■ Assigned task: Take the data below and extract the lines from the one with "fruit on ground." to the one with "find dead wood.", inclusive, exactly as written.

*** Opening of Information provided ***

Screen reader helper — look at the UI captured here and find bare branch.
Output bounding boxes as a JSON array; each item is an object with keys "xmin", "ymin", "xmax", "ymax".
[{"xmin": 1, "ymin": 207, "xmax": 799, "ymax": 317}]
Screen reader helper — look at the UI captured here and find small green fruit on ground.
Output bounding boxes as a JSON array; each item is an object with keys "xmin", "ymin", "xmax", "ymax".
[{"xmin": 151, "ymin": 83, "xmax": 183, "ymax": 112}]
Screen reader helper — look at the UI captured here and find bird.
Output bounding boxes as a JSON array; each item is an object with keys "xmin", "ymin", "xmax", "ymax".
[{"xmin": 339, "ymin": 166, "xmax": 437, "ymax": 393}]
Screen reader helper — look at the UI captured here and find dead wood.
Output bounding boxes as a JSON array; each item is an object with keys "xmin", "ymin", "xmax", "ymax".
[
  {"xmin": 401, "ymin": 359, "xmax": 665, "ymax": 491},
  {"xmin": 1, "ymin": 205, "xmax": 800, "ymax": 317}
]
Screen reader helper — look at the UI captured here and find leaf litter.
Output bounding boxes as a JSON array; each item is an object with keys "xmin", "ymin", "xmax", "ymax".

*** Close of Information provided ***

■ Answer space:
Screen reader helper — look at the UI captured here and find small green fruit on ground.
Output bounding boxes as a JSON array; each item is an object with keys "xmin", "ymin", "xmax", "ymax".
[{"xmin": 151, "ymin": 83, "xmax": 183, "ymax": 112}]
Screen reader helper — look at the UI captured here and find bird.
Output bounding boxes as a JSON array; each item is an object with keys "xmin", "ymin", "xmax", "ymax".
[{"xmin": 339, "ymin": 166, "xmax": 437, "ymax": 393}]
Screen reader helper — look at the UI captured here and find dead wood.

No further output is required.